> _DATA PROVIDED_
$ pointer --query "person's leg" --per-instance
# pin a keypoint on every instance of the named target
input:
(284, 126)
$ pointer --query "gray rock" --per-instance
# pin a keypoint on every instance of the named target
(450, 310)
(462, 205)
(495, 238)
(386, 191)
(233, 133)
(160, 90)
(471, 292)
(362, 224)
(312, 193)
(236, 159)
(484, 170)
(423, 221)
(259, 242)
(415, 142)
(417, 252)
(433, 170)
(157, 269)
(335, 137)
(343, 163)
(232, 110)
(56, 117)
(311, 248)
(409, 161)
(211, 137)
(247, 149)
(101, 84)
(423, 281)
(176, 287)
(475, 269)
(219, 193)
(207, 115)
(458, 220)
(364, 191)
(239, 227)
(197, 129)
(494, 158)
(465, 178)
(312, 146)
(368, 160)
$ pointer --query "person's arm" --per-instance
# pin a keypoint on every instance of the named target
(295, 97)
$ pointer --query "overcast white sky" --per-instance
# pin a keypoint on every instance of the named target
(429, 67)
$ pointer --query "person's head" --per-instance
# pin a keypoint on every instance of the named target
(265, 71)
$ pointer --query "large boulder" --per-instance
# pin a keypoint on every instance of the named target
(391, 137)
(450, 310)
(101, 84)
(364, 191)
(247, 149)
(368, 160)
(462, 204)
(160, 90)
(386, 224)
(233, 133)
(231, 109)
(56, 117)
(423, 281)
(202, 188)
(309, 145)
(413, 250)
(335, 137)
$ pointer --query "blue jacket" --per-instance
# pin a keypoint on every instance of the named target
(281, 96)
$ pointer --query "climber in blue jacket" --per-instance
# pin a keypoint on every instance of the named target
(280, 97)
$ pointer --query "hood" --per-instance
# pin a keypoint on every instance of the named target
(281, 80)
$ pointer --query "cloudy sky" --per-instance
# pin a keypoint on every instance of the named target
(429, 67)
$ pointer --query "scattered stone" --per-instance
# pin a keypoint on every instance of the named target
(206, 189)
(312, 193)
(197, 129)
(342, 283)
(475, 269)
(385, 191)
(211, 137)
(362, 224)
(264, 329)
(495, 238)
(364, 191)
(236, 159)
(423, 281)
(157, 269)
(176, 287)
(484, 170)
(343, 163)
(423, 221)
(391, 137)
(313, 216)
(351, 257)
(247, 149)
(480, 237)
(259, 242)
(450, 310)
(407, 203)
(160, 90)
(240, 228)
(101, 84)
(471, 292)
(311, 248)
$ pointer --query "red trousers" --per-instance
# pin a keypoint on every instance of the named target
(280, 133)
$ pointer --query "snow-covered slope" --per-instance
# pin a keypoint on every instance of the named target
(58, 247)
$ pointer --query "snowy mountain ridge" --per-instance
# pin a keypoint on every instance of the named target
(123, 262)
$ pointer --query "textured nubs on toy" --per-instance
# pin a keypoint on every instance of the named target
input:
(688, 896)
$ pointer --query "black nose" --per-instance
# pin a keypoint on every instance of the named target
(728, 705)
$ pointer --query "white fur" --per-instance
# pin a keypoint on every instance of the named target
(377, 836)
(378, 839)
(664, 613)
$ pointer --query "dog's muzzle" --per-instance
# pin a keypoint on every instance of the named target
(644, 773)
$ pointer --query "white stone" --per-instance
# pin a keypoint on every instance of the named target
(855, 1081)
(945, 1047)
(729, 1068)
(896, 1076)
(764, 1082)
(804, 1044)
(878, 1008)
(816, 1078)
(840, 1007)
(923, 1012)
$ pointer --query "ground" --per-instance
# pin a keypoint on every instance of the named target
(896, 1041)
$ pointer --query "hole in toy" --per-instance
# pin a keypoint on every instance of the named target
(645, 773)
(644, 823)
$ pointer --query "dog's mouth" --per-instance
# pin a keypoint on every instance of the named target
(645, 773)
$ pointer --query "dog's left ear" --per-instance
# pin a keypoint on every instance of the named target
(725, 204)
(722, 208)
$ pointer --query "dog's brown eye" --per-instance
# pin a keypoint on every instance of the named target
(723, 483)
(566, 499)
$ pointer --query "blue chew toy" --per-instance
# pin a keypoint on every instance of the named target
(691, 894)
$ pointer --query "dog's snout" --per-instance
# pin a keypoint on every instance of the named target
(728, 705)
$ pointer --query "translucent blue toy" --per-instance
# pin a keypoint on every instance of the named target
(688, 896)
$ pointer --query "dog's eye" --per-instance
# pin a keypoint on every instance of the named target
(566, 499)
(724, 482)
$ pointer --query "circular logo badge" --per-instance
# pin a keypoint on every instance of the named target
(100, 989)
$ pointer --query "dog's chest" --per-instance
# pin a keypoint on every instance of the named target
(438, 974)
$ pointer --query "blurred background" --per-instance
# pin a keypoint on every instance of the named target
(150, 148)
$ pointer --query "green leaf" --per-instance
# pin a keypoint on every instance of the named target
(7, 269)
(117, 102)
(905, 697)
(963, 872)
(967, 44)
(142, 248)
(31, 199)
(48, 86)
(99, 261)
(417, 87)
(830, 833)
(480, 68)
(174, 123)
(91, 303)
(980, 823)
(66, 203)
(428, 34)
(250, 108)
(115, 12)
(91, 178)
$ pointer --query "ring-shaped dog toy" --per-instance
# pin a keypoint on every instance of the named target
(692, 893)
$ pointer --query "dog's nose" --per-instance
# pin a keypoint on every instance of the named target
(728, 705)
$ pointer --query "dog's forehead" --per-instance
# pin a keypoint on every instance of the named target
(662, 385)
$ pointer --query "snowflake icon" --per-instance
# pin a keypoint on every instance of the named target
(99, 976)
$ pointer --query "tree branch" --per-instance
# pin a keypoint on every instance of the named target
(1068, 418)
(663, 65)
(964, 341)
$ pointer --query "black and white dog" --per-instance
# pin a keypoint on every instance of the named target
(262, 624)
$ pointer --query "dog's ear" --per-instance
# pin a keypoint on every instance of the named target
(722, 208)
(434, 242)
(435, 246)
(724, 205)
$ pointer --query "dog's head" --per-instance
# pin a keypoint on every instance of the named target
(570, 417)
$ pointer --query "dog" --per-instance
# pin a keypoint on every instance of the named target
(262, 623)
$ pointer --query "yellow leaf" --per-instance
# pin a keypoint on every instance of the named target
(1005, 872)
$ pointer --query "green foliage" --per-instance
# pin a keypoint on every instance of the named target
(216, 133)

> _TASK OBJECTIVE_
Copy every record exactly as presented.

> _RESULT_
$ pointer --query "person's leg" --per-instance
# pin a keypoint on every instance of the named target
input:
(284, 126)
$ pointer --query "gray rock" --per-instance
# pin a keypoint on every instance of the named target
(450, 310)
(462, 205)
(495, 238)
(386, 191)
(233, 133)
(160, 90)
(471, 292)
(362, 224)
(312, 193)
(236, 159)
(484, 170)
(423, 221)
(259, 242)
(415, 142)
(417, 252)
(433, 170)
(157, 269)
(335, 137)
(343, 163)
(232, 110)
(56, 117)
(311, 248)
(409, 161)
(211, 137)
(247, 149)
(101, 84)
(423, 281)
(176, 287)
(475, 269)
(219, 193)
(207, 115)
(458, 220)
(364, 191)
(239, 227)
(197, 129)
(494, 158)
(465, 178)
(312, 146)
(368, 160)
$ pointer --query "person's arm" --per-instance
# pin a keypoint on every instance of the named target
(295, 97)
$ pointer --query "overcast white sky" --per-instance
# pin a keypoint on every instance of the named target
(429, 67)
$ pointer --query "person's head" --per-instance
# pin a keypoint on every instance of the named target
(265, 71)
$ pointer --query "large boulder" --per-instance
# pin a keypoint on every instance of the named target
(391, 137)
(450, 310)
(101, 84)
(364, 191)
(247, 149)
(368, 160)
(462, 204)
(160, 90)
(386, 224)
(233, 133)
(231, 109)
(56, 117)
(423, 281)
(202, 188)
(309, 145)
(413, 250)
(335, 137)
$ pointer --query "blue jacket" --per-instance
# pin a keypoint on every instance of the named target
(281, 96)
$ pointer --query "climber in blue jacket" --per-instance
# pin a keypoint on every instance of the named target
(280, 97)
$ pointer --query "hood" --per-instance
# pin a keypoint on every instance of the named target
(281, 80)
$ pointer --query "cloudy sky" --per-instance
# pin a keypoint on every instance of the named target
(429, 67)
$ pointer --query "scattered stone" --per-instance
# pin a keypoint on every instance of the named target
(206, 189)
(312, 193)
(197, 129)
(342, 283)
(475, 269)
(385, 191)
(211, 137)
(362, 224)
(264, 329)
(495, 238)
(364, 191)
(236, 159)
(423, 281)
(157, 269)
(176, 287)
(484, 170)
(343, 163)
(423, 221)
(391, 137)
(313, 216)
(351, 257)
(247, 149)
(480, 237)
(259, 242)
(450, 310)
(407, 203)
(160, 90)
(240, 228)
(101, 84)
(471, 292)
(311, 248)
$ pointer --query "red trousers" --per-instance
# pin a keypoint on every instance of the named target
(280, 133)
$ pointer --query "snow-covered slope" --per-instance
# pin a keypoint on every instance of the named target
(58, 247)
$ pointer --query "snowy mountain ridge" --per-instance
# pin a keypoint on every instance of the named target
(123, 262)
$ pointer --query "textured nubs on toy" --per-instance
# pin a keypoint on every instance of the named target
input:
(688, 896)
$ pointer --query "black nose" --per-instance
# pin a keypoint on every instance of the named target
(728, 705)
$ pointer --query "white fur" --per-instance
# pin a keypoint on every instance of the named target
(377, 836)
(378, 839)
(664, 613)
$ pointer --query "dog's muzzle" --per-instance
# pin a keypoint on every instance of the named target
(644, 773)
$ pointer --query "white stone" --per-instance
# pin a keypoint on every instance of the named target
(855, 1081)
(945, 1047)
(729, 1068)
(896, 1076)
(764, 1082)
(804, 1044)
(878, 1008)
(816, 1078)
(840, 1007)
(923, 1012)
$ pointer --query "ground" --per-instance
# pin a keypoint on every instance of the named target
(896, 1041)
$ pointer --query "hole in toy" --per-instance
# pin a keypoint on every instance of the named target
(645, 773)
(644, 823)
$ pointer --query "dog's mouth" --per-instance
# pin a keypoint on every instance of the named target
(645, 773)
$ pointer --query "dog's left ear" --per-instance
# pin a keypoint on every instance of the named target
(725, 204)
(722, 208)
$ pointer --query "dog's brown eye" --per-instance
# pin a keypoint on every instance of the named target
(723, 483)
(566, 499)
$ pointer --query "blue chew toy" --per-instance
# pin a keypoint on every instance of the named target
(691, 894)
$ pointer --query "dog's snout" --per-instance
# pin a keypoint on every instance of the named target
(728, 705)
$ pointer --query "translucent blue toy" --per-instance
# pin a keypoint on every instance of the named target
(688, 896)
$ pointer --query "dog's eye" --per-instance
# pin a keypoint on every instance of the named target
(566, 499)
(724, 482)
$ pointer --query "circular logo badge" --per-instance
# pin a keypoint on every instance of the named target
(100, 989)
$ pointer --query "dog's chest" --per-instance
# pin a keypoint on every instance of the named target
(438, 974)
$ pointer --query "blurred background" --per-instance
# pin a keypoint on every instance of the named target
(150, 148)
$ pointer --query "green leaf" --per-instance
# pin a keypoint on every instance of the named target
(7, 269)
(117, 102)
(905, 697)
(963, 872)
(967, 44)
(142, 248)
(31, 199)
(48, 86)
(99, 261)
(417, 87)
(830, 833)
(480, 68)
(174, 123)
(91, 303)
(980, 823)
(66, 203)
(428, 34)
(250, 108)
(115, 12)
(91, 178)
$ pointer --query "ring-shaped dog toy" --per-instance
# pin a keypoint on every instance of the named target
(692, 893)
$ pointer --query "dog's nose" --per-instance
# pin a keypoint on every instance of the named target
(728, 705)
$ pointer --query "dog's forehead" --per-instance
# pin a keypoint on every instance of the named target
(662, 385)
$ pointer --query "snowflake icon" --per-instance
# pin a keypoint on every instance of the named target
(99, 976)
$ pointer --query "tree branch" --per-instance
# pin a keypoint on every instance of the named target
(1068, 418)
(663, 65)
(964, 341)
$ pointer --query "black and white dog" --per-instance
# pin a keypoint on every instance of the named target
(262, 624)
$ pointer --query "dog's ear" --per-instance
# pin a keypoint on every instance of the named target
(722, 208)
(434, 242)
(435, 246)
(724, 205)
$ pointer --query "dog's head" --per-instance
# pin a keypoint on every instance of the named target
(570, 417)
$ pointer --query "dog" --per-instance
# pin a keypoint on every instance of the named target
(262, 623)
$ pointer --query "yellow leaf" --per-instance
# pin a keypoint on every instance of the named target
(1005, 872)
$ pointer --query "green foliage" --per-instance
# pin a keypoint on every instance of the named target
(216, 133)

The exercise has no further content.